▶ **Consignes**
A: D'après le texte étudié, que fabrique-t-on dans le nord de la Californie ?
B: D'après le texte étudié, pourquoi les États-Unis continueront-ils à influer sur le monde ?
C: Recopiez fidèlement le passage du texte étudié qui commence par « On fabrique des CD-rom, des » et se termine par « leur leadership économique. ».

▶ **Texte étudié**
= = = = =

D’ailleurs, la réflexion ne doit pas s’arrêter en
chemin. Lorsqu’on s’extasie sur la Silicon Valley,
sur la Route 128 autour de Boston, sur les biotechnologies
du Colorado, on ne doit pas oublier
que d’autres régions ont subi des métamorphoses
spectaculaires. De San Francisco à Los
Angeles, la Californie a donné vie à un nouveau
secteur d’activités. Un vaste ensemble ne cesse
de prendre de l’ampleur. Dans le nord de cette
région, on fabrique des produits de haute technologie,
des semi-conducteurs, des ordinateurs
et des logiciels. Dans le sud, on se consacre
aux produits culturels, aux films de télévision
et de cinéma. On active des studios d’enregistrement.
On fabrique des CD-rom, des DVD,
des jeux informatiques. L’industrie multimédia
annonce une ère nouvelle. Dans la mesure où
les États-Unis ont pris les premiers le chemin de
l’innovation, ils continueront, n’en doutons pas, à
influer sur le monde, à conserver le maillot jaune, à consolider leur leadership économique.

= = = = =

▶ **Matériel fourni**
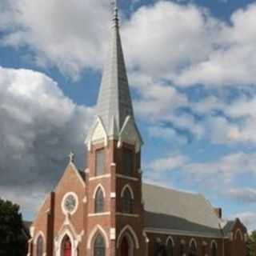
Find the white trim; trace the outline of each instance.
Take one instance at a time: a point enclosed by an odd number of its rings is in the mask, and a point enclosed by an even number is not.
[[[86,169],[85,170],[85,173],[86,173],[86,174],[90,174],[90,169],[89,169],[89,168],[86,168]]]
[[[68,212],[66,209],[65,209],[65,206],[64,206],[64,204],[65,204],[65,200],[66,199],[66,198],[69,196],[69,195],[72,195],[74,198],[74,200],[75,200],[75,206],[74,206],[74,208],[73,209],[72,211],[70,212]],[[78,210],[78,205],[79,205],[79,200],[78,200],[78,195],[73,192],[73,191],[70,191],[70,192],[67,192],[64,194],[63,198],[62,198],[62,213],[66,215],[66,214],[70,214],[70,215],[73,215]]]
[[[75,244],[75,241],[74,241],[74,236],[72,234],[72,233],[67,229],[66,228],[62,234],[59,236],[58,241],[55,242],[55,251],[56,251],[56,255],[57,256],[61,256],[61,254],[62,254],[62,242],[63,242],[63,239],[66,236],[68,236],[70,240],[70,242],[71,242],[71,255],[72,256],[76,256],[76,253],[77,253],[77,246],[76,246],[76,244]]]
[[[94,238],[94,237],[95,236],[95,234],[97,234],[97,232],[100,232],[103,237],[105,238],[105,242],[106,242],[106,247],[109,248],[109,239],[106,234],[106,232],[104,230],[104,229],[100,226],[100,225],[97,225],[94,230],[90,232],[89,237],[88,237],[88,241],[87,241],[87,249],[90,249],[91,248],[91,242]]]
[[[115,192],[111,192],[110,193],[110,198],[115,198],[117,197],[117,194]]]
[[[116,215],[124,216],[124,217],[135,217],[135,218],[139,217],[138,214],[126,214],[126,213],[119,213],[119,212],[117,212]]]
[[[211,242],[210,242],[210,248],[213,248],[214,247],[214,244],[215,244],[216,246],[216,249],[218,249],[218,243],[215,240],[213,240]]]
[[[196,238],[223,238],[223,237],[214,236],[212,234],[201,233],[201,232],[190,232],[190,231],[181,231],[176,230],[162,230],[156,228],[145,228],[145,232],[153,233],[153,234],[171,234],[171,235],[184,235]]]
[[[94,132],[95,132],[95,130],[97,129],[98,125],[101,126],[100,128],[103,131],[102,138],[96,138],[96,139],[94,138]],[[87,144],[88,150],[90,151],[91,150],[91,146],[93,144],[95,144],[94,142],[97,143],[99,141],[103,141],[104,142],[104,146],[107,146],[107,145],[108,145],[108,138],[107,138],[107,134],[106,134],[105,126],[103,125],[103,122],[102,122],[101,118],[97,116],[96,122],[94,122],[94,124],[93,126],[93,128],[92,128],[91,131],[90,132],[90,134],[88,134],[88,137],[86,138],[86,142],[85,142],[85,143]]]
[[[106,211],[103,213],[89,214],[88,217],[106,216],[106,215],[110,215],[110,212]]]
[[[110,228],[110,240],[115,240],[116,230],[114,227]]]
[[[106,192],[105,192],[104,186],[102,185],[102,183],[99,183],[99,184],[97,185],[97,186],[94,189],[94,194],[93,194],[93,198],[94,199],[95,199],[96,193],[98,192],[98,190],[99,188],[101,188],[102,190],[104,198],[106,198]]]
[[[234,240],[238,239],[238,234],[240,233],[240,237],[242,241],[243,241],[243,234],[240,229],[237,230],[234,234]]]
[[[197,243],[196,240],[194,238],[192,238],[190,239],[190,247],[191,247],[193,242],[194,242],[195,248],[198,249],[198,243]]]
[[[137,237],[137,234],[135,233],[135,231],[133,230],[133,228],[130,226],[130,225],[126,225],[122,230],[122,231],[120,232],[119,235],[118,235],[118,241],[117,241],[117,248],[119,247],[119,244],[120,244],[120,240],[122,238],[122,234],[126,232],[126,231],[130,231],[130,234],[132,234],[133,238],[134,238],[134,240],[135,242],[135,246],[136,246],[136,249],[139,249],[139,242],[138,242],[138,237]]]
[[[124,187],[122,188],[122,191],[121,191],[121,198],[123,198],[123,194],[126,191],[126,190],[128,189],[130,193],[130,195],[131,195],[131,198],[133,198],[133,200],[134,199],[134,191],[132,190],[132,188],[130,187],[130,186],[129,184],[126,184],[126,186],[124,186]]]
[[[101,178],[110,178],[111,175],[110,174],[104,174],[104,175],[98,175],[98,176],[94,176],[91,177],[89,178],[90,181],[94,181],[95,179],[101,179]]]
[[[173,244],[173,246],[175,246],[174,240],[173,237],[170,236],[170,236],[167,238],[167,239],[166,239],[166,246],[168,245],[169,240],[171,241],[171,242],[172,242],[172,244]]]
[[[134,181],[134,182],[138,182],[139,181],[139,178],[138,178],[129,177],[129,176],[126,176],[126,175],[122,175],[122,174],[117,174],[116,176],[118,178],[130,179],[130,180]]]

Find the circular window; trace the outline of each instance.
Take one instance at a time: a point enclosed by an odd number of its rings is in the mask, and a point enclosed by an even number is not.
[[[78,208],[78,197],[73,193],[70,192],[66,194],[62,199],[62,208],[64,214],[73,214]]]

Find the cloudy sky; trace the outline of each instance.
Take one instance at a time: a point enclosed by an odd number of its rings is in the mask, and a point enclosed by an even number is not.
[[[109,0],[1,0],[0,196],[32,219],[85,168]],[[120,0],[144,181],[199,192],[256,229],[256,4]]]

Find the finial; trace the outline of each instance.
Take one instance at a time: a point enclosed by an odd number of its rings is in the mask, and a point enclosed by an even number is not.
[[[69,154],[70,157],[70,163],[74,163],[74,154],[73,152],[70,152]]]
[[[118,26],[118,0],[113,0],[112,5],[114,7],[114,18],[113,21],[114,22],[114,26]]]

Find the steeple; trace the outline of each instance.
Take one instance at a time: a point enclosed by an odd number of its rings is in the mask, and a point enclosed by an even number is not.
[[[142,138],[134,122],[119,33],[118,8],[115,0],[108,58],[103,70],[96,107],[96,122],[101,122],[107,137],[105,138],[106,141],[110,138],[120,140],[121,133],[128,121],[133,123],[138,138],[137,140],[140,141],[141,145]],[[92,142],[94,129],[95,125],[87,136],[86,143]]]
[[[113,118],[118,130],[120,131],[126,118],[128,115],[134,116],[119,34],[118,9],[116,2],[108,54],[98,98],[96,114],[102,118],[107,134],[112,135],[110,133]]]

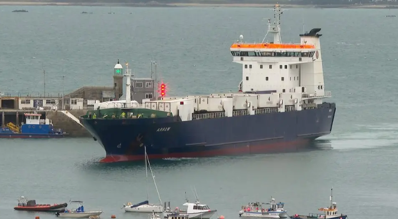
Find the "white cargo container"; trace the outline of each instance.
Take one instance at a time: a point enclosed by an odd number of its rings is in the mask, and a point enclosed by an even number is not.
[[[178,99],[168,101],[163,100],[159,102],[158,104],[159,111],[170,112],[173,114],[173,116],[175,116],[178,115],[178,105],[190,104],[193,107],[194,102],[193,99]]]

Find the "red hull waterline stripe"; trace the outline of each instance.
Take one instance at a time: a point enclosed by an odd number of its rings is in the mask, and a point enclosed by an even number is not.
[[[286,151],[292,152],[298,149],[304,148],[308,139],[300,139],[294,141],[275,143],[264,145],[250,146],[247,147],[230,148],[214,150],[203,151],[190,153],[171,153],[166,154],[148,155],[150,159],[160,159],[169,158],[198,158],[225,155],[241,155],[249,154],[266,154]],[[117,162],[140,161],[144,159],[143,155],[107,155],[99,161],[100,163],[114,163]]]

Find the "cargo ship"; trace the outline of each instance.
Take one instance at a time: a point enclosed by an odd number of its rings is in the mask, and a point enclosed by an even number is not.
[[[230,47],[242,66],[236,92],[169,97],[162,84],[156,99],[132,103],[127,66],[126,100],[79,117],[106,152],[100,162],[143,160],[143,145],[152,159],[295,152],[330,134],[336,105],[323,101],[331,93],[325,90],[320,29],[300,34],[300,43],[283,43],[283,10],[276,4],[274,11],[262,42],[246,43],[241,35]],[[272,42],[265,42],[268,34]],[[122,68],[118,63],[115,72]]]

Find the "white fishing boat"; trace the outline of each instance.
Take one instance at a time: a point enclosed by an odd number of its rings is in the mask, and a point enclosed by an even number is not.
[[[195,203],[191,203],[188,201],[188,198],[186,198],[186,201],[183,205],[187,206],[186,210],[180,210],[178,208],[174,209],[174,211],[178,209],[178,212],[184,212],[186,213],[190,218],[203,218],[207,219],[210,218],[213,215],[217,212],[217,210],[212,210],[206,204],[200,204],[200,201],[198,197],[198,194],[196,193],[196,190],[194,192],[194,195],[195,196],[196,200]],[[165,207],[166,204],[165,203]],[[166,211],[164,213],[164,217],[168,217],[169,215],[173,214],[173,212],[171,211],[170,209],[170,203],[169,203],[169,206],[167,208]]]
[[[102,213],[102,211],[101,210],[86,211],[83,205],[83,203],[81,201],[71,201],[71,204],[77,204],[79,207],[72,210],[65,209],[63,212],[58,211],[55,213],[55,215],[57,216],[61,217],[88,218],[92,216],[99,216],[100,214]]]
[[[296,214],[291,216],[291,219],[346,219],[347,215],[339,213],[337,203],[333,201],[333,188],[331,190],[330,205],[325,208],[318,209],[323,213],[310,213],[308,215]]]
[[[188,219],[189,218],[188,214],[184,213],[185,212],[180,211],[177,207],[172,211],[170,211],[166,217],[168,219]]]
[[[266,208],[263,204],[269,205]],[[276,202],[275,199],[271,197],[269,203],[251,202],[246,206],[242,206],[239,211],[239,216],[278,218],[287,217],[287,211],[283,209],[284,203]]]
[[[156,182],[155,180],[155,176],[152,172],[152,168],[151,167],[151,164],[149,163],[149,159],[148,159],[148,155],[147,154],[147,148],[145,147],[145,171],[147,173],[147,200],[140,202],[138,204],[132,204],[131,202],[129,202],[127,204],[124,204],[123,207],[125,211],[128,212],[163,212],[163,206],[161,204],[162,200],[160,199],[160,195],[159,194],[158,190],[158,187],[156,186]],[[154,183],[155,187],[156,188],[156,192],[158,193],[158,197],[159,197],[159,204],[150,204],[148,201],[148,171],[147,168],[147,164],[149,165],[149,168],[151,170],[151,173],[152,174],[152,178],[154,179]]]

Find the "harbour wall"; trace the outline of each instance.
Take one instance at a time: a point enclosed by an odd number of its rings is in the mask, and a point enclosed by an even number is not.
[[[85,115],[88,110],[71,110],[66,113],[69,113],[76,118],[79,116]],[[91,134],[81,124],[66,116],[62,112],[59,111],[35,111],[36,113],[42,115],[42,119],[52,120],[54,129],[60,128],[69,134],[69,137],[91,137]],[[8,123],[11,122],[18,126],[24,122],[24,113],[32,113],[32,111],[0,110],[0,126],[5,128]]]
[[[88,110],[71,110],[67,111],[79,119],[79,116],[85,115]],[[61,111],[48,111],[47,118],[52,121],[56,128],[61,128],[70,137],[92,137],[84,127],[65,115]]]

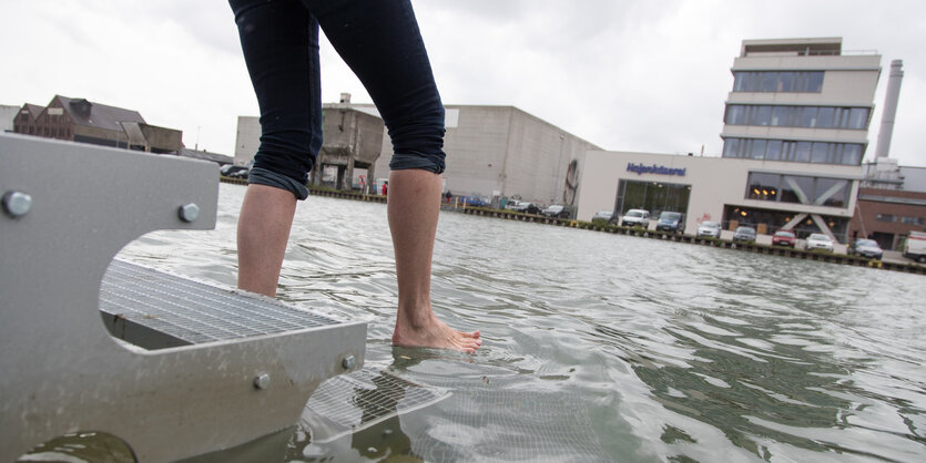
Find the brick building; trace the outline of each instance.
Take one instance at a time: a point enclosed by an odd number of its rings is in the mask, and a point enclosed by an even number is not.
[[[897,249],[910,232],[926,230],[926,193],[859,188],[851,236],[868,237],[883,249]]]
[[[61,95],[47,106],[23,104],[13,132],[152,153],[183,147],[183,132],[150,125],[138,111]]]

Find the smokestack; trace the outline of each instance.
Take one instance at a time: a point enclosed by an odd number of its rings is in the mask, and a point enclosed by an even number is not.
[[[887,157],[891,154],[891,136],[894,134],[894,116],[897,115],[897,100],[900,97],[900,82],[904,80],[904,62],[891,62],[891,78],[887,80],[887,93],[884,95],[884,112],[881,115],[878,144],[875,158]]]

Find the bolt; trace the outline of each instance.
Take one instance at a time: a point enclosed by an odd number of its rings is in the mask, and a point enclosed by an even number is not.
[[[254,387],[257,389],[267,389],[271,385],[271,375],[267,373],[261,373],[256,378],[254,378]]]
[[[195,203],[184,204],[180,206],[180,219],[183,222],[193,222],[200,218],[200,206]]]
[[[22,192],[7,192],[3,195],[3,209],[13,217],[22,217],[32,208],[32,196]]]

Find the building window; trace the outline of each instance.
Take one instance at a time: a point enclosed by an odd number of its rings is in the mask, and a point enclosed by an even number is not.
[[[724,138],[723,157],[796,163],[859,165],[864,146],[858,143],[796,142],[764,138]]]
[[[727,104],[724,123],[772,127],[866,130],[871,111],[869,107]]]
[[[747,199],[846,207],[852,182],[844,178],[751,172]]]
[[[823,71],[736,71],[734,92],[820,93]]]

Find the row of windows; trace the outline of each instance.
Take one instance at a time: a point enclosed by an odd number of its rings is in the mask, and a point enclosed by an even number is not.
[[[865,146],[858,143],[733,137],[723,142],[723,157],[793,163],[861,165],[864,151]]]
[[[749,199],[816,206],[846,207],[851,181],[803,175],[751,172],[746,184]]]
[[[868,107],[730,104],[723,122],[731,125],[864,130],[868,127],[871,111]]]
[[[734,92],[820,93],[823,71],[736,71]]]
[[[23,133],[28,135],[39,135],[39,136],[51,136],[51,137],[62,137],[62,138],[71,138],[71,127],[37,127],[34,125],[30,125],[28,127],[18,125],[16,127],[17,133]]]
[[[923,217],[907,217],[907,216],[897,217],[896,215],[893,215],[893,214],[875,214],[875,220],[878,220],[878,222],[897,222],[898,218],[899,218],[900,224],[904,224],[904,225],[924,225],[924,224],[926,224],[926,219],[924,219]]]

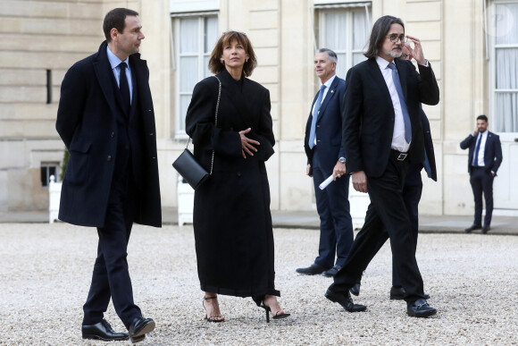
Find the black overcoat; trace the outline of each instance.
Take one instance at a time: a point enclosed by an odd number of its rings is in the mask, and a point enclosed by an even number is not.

= = = = =

▶ **Corrigés**
A: Des produits de haute technologie : des semi-conducteurs, des ordinateurs et des logiciels.

B: Parce qu'ils ont été les premiers à prendre le chemin de l'innovation. Le texte en déduit qu'ils conserveront le maillot jaune et consolideront leur leadership économique.

C:
On fabrique des CD-rom, des DVD,
des jeux informatiques. L’industrie multimédia
annonce une ère nouvelle. Dans la mesure où
les États-Unis ont pris les premiers le chemin de
l’innovation, ils continueront, n’en doutons pas, à
influer sur le monde, à conserver le maillot jaune, à consolider leur leadership économique.